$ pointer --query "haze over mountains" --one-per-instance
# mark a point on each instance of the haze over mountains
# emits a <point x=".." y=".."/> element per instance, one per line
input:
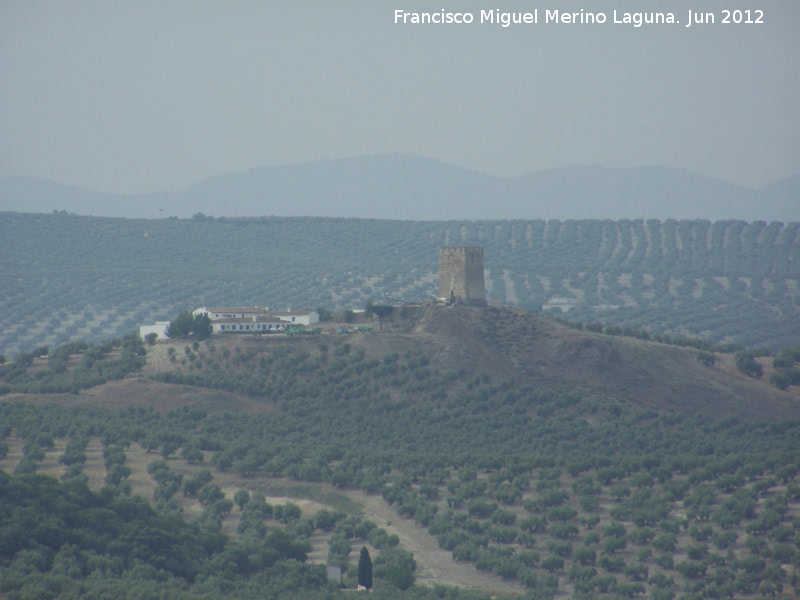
<point x="402" y="186"/>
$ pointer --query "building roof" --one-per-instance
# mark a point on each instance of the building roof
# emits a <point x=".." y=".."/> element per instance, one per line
<point x="250" y="320"/>
<point x="243" y="310"/>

=======

TASK REQUIREMENTS - Reproduce the entries above verbatim, line for line, and leave the pictures out.

CORRECT RESULT -
$ pointer --query "haze over mountains" --one-per-instance
# mark a point on each instance of the haze over mountains
# emits a <point x=".." y=".."/> element per instance, one per line
input:
<point x="402" y="186"/>
$ pointer --query "building roof" --one-per-instance
# mark a point on each instance of the building roof
# emits a <point x=".." y=".."/> element per instance, one per line
<point x="250" y="320"/>
<point x="243" y="310"/>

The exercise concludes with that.